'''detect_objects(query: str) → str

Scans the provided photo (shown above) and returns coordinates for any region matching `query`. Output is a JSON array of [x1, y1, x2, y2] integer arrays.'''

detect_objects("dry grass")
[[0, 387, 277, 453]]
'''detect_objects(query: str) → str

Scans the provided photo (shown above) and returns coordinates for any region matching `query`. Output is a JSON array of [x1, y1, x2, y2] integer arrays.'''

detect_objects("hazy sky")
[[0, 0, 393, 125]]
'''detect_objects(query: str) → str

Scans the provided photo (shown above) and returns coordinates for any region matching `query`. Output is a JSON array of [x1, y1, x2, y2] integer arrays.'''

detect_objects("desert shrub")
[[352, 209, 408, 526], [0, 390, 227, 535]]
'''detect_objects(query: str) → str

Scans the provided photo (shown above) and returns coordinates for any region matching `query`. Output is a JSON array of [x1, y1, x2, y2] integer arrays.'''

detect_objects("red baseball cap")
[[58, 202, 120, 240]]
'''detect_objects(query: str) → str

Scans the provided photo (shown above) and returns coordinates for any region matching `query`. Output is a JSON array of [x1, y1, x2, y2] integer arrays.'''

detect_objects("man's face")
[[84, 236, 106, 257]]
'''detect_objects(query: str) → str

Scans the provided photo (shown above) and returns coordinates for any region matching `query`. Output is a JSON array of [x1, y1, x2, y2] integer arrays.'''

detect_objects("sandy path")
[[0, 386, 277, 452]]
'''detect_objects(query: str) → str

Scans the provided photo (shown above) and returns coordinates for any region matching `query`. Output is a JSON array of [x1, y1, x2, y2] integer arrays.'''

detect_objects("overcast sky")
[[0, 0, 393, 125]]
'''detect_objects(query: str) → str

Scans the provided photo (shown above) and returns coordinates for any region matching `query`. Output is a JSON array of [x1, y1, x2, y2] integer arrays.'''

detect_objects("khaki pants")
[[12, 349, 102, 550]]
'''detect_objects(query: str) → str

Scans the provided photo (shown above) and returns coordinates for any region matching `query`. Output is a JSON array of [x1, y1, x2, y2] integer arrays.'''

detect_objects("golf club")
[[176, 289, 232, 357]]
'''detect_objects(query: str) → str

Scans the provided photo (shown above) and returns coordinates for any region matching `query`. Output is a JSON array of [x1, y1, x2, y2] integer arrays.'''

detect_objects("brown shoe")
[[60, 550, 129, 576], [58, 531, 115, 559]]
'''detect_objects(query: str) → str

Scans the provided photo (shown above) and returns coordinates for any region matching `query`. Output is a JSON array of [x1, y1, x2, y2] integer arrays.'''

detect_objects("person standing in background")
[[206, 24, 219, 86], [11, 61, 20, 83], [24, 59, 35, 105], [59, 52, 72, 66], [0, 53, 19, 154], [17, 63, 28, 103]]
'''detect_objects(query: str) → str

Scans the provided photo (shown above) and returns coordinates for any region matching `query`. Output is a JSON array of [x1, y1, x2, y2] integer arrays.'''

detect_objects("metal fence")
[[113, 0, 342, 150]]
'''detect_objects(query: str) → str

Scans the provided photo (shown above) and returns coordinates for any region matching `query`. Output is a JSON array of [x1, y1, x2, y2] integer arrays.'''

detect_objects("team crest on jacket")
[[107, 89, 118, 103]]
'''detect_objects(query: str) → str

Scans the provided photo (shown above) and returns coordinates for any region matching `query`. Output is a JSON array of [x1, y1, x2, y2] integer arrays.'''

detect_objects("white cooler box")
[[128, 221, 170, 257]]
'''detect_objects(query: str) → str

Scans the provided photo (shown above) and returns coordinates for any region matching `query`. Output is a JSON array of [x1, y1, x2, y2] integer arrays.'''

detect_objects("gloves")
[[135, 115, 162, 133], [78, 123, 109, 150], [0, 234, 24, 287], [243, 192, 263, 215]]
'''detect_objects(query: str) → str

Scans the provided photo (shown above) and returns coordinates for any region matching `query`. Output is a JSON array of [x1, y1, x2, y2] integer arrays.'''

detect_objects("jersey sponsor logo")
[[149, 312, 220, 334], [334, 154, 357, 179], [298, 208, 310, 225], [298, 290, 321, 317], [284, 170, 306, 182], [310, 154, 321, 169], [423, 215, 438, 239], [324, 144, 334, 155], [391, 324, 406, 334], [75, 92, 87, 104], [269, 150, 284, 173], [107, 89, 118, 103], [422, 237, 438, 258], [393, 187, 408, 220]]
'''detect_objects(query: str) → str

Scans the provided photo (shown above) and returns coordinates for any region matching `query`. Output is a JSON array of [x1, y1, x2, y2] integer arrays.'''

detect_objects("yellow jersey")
......
-- STATED EXERCISE --
Can you update the items above by replacing every "coordinates" with "box coordinates" and changing nothing else?

-- RESPONSE TO THE EXERCISE --
'''detect_objects(query: str) → str

Scans the provided photo (shown above) and returns box coordinates for any region matching `query`. Output is a JSON array of [x1, y1, x2, y2] integer arrays.'''

detect_objects("dry grass")
[[0, 387, 277, 453]]
'''detect_objects(query: str) → str

Scans the provided photo (shown above) and returns box coordinates for any region matching `query`. Output is a JSON array of [x1, y1, x2, y2] integer arrays.'''

detect_objects("hazy sky")
[[0, 0, 393, 125]]
'''detect_objects(query: str) → str

Scans the provided photo (shown above) and returns box coordinates for any region matching `query`. Output is a JSON array of [x1, y1, x2, y2] integer arrays.'''

detect_objects("desert shrub")
[[352, 209, 408, 526], [0, 390, 227, 535]]
'''detect_objects(query: str) → str

Scans the provided photo (shown above) and returns box coordinates for any region matching `query`. Output is a JSON array of [x1, y1, x2, y2] integer arrays.'''

detect_objects("red baseball cap")
[[58, 202, 120, 240]]
'''detect_objects(query: str) → str

Scans the provided photo (shown above) and returns box coordinates for any region matching `query`. Output is a JSON array of [x1, y1, x2, y2] integer arrays.'''

detect_objects("man's face")
[[84, 236, 106, 257]]
'''detect_objects(query: str) → str

Scans the provided photo (shown above) and returns box coordinates for any region matching `query`. Output is a JSON array of [x1, y1, x2, y2] integer arrays.'''

detect_objects("sandy path")
[[0, 386, 277, 452]]
'''detect_objects(query: str) → str

Scans the provided photo (shown above) and returns box coordinates for any region matching `query`. Output is a JSON array of [x1, y1, x2, y2] integer arrays.'''

detect_objects("overcast sky")
[[0, 0, 393, 125]]
'''detect_objects(query: str) → str

Scans the provided photo (shown above) and returns box coordinates for any region matching `query`. Output is a JSON array of [x1, y1, x2, y2] integer arrays.'''

detect_objects("khaki pants")
[[12, 349, 102, 550]]
'''detect_objects(query: str) → str

Scans the provided photo (shown above) and returns box coordinates for any region matching `query`. Output is a JSON array of [x1, y1, x2, y2] integer arrays.'''

detect_objects("golf club")
[[176, 289, 232, 357]]
'''detect_objects(query: str) → str

Scans the provided photo (shown above) and returns box coordinates for any region matching `query`. Output is a JSON array of [x1, y1, x2, y2] integer arrays.'''

detect_objects("brown shoe")
[[60, 550, 129, 576], [58, 531, 115, 559]]
'''detect_objects(query: str) → str

Scans the provided photo (shown above) and returns box coordinates for any region matching `query`. Output is a JSON array of [x1, y1, x2, y2] integer arrays.'''

detect_objects("person standing in background")
[[206, 24, 219, 86], [11, 61, 20, 83], [24, 59, 35, 105], [59, 52, 72, 66], [0, 53, 19, 154], [17, 63, 28, 103]]
'''detect_objects(query: str) → str

Scans the provided photo (shown above) and returns box coordinates for any region matching `query`. Output is a JSON array of [x1, y1, x2, y2] integer arrays.'''

detect_objects("metal fence")
[[113, 0, 342, 150]]
'''detect_objects(query: str) → str

Scans the provided photo (shown above) and returns box coordinates for any region matching `query`. Output is a JSON array of [x1, y1, x2, y2] integer arrays.'''

detect_objects("team crest on jacket")
[[107, 89, 118, 103]]
'''detect_objects(query: str) → str

Scans the provided photo (shown above) and returns box coordinates for any region matching `query`. Output is a JSON array of [x1, y1, x2, y2] integer arrays.'''

detect_objects("white cooler box")
[[128, 221, 170, 257]]
'''detect_objects(query: str) → str

Scans the provided photo (shown above) and returns box coordinates for any region matching `query`. Output is a JSON array of [x1, y1, x2, y2] integer arrays.'''

detect_objects("gloves")
[[135, 115, 162, 133], [78, 123, 109, 150], [0, 234, 24, 287], [243, 192, 263, 215]]
'''detect_objects(query: str) → str

Scans the provided photo (shown above) and returns box coordinates for any region matching `query`. Output is a JSON array of [x1, y1, x2, y2] integer arrays.'''

detect_objects("jersey sponsor logo")
[[149, 312, 220, 334], [334, 154, 357, 179], [298, 208, 310, 225], [298, 290, 321, 317], [284, 170, 306, 182], [310, 154, 321, 169], [423, 215, 438, 239], [324, 144, 334, 155], [391, 324, 406, 334], [75, 92, 87, 104], [269, 150, 284, 173], [107, 89, 118, 103], [422, 237, 438, 258], [393, 187, 408, 220]]
'''detect_objects(query: str) → str

Scans the provided photo (shown above) and returns box coordinates for any region matching `query`. Output is a JSON array of [x1, y1, x2, y2] integer arrays.'''

detect_objects("yellow jersey")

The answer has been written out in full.